> DIRECTIONS FOR THIS TASK
Rewrite every line of the records below as a numbered list, leaving out the blank lines.

> DATASET RECORDS
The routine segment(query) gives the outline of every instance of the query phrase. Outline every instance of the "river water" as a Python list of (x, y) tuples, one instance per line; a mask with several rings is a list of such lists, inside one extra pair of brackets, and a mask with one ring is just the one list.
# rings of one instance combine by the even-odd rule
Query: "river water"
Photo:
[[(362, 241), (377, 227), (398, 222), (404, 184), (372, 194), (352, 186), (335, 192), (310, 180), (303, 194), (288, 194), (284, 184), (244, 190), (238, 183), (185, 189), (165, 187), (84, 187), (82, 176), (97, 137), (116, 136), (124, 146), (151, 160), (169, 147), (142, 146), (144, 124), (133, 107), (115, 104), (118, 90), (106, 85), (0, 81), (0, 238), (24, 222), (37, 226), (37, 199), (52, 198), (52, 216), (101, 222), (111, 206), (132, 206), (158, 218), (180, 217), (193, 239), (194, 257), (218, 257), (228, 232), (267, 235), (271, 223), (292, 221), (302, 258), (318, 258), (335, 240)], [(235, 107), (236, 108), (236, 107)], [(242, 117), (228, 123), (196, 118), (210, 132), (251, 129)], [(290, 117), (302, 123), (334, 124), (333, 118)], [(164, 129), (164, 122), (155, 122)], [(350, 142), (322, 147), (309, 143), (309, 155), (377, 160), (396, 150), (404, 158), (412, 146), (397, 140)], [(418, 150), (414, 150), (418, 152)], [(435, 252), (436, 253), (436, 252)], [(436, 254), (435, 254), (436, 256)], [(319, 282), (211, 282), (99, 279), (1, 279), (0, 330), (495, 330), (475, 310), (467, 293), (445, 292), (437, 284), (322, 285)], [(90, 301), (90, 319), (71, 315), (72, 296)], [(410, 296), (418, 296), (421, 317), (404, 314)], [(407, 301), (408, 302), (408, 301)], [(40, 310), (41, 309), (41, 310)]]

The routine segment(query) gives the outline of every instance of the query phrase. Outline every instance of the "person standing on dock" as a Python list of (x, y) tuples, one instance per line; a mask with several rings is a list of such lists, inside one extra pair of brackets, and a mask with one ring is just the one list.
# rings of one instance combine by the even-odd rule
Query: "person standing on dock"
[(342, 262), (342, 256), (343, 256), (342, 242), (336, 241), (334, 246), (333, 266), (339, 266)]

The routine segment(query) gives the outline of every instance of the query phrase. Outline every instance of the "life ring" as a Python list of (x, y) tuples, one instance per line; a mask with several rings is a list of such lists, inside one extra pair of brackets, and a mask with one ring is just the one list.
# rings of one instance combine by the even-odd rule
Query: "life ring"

> WRITTEN REPLY
1. The routine segment(query) gives the outline of every instance of the query phrase. Outline every instance of the "river water" as a Python list of (x, y) tuples, one instance per line; a mask with several rings is a list of such lists, inside one extra pair of brackets, and a mask with one ring is just the one list.
2. # rings of one instance combine by the even-odd rule
3. Query: "river water"
4. Photo:
5. [[(362, 241), (377, 227), (398, 222), (404, 184), (372, 194), (352, 186), (335, 192), (310, 180), (303, 194), (288, 194), (284, 184), (244, 190), (238, 183), (185, 189), (165, 187), (84, 187), (82, 176), (97, 137), (116, 136), (124, 146), (151, 160), (169, 147), (142, 146), (144, 124), (133, 107), (115, 104), (118, 90), (106, 85), (0, 81), (0, 238), (24, 222), (37, 226), (37, 199), (52, 198), (52, 216), (101, 222), (111, 206), (132, 206), (158, 218), (180, 217), (193, 239), (194, 257), (218, 257), (228, 232), (267, 235), (271, 223), (292, 221), (302, 258), (318, 258), (335, 240)], [(235, 107), (236, 108), (236, 107)], [(242, 117), (228, 123), (196, 118), (210, 132), (251, 129)], [(290, 117), (302, 123), (334, 124), (333, 118)], [(164, 129), (164, 122), (155, 122)], [(350, 142), (322, 147), (309, 143), (309, 155), (377, 160), (396, 150), (404, 158), (412, 146), (397, 140)], [(418, 150), (414, 150), (418, 152)], [(435, 252), (436, 253), (436, 252)], [(436, 254), (435, 254), (436, 256)], [(319, 282), (211, 282), (99, 279), (1, 279), (0, 330), (495, 330), (475, 310), (467, 293), (445, 292), (437, 284), (322, 285)], [(90, 301), (90, 319), (71, 315), (72, 296)], [(410, 296), (418, 296), (421, 317), (404, 314)], [(407, 301), (408, 302), (408, 301)], [(40, 310), (41, 309), (41, 310)]]
6. The routine segment(query) gives the outline of every instance of the query phrase. Outline every instance of the "person standing on dock" as a Python list of (x, y) tuples, one instance per line; a mask with several rings is a list of such lists, inside one extra pair of brackets, and a mask with one ring is just the one list.
7. # rings of one instance combine by the even-odd rule
8. Query: "person standing on dock"
9. [(342, 262), (342, 256), (343, 256), (342, 242), (336, 241), (334, 246), (333, 266), (339, 266)]
10. The routine segment(query) gives the outline of every instance of the query phrase. Outline every instance of the "life ring" as a Python list of (x, y) tuples, one instance per line; a mask with several rings is a list of such lists, inside one extra pair of brackets, and a mask with one ring is just the one list.
11. # rings of one instance combine by the even-odd rule
12. Query: "life ring"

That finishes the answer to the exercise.